Location identification entries:
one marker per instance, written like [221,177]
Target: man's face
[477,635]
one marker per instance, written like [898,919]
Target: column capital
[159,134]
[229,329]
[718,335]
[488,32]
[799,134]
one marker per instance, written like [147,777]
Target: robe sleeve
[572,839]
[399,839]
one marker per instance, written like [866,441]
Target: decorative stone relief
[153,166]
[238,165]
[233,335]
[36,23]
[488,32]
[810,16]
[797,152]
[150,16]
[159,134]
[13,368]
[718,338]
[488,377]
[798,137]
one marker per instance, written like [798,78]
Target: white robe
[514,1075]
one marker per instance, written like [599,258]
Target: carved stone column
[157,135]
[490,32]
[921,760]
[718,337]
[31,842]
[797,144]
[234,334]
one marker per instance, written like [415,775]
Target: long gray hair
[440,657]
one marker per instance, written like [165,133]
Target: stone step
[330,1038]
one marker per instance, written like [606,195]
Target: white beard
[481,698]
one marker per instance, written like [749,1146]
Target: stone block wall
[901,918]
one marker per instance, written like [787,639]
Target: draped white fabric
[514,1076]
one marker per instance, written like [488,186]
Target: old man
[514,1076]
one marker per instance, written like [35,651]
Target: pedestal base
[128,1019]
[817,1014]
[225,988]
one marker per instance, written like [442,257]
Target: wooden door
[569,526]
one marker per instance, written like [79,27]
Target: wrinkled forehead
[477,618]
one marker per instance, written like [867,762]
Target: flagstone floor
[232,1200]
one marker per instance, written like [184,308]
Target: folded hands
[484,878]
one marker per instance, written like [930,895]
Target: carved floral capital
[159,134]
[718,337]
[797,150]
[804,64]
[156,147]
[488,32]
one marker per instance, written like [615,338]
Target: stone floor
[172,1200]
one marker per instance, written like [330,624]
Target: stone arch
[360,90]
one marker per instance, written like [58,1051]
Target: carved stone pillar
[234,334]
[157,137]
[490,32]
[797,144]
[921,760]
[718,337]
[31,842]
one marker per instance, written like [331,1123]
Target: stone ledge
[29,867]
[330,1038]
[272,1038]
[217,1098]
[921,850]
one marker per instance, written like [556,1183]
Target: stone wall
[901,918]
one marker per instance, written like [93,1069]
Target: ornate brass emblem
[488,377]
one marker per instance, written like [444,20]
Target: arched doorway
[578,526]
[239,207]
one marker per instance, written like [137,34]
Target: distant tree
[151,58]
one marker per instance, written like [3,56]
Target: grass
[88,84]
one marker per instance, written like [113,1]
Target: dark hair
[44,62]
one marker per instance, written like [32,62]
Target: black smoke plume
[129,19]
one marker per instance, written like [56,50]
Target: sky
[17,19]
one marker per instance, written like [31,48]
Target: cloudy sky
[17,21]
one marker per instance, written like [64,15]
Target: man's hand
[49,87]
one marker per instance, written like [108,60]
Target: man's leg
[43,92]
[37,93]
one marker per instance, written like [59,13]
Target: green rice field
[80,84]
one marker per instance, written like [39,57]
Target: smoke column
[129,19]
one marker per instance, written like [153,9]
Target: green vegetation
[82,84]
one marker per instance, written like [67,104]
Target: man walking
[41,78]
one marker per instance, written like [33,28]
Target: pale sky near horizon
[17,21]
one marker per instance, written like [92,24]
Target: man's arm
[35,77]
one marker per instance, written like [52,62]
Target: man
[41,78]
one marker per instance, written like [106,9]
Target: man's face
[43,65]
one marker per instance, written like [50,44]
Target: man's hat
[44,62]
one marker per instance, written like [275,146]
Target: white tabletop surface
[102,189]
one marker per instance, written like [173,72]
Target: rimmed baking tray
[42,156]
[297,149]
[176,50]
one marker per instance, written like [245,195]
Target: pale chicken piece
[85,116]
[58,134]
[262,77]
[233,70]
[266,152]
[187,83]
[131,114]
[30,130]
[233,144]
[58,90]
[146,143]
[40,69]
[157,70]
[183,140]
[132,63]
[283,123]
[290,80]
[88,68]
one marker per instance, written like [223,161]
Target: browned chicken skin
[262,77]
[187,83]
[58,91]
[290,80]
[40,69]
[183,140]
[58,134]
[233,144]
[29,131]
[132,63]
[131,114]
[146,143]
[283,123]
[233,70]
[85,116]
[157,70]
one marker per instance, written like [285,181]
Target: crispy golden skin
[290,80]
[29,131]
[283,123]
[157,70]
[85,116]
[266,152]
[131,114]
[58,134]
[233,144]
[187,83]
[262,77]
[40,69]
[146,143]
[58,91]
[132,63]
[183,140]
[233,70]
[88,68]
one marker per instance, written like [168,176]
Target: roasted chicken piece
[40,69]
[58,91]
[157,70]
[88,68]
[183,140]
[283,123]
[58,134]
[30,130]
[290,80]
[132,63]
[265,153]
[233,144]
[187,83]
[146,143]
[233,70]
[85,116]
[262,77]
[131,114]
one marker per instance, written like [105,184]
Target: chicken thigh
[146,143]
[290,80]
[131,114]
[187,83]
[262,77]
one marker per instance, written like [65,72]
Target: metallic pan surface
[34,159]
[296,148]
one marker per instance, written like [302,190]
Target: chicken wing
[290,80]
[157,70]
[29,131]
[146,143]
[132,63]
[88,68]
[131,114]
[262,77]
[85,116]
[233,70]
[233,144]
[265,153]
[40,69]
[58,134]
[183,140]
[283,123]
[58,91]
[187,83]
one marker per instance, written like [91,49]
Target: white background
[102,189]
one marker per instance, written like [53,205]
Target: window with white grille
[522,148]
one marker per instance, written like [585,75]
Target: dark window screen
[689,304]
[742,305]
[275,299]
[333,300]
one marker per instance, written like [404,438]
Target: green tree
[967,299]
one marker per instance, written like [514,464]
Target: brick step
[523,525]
--
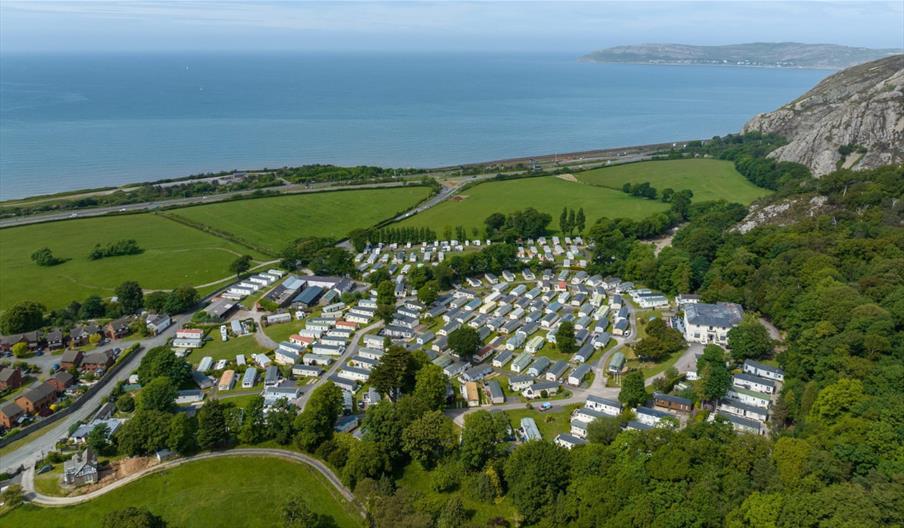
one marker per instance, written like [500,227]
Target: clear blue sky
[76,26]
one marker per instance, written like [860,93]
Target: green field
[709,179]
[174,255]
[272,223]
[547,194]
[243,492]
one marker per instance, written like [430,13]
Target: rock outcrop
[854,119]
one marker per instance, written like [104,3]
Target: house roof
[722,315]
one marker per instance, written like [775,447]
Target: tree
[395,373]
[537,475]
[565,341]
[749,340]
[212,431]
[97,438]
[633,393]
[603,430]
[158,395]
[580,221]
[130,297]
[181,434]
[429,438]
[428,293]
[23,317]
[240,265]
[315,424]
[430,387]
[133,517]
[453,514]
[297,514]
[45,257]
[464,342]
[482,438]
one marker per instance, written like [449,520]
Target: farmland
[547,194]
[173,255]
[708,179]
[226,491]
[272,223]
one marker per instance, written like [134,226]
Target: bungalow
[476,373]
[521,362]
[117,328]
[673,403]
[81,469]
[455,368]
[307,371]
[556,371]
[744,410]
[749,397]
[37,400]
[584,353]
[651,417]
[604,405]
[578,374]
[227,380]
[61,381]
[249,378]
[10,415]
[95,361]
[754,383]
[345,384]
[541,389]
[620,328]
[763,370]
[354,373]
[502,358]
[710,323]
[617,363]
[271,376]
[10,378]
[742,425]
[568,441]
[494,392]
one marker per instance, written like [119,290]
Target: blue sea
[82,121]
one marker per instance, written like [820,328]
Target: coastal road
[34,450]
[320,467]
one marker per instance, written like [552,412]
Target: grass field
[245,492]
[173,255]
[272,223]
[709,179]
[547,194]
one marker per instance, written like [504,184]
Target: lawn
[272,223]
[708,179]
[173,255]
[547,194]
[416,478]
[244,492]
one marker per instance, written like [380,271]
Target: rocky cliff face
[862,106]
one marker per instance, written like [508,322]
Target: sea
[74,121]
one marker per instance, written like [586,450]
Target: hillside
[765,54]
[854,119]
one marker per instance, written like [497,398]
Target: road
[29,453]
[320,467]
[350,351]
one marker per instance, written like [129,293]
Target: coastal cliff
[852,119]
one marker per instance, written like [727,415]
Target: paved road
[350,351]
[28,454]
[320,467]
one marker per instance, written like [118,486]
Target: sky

Required work: Pull out every line of the material that contains the word "tree".

Expected answer:
Target: distant tree
Target: green tree
Target: tree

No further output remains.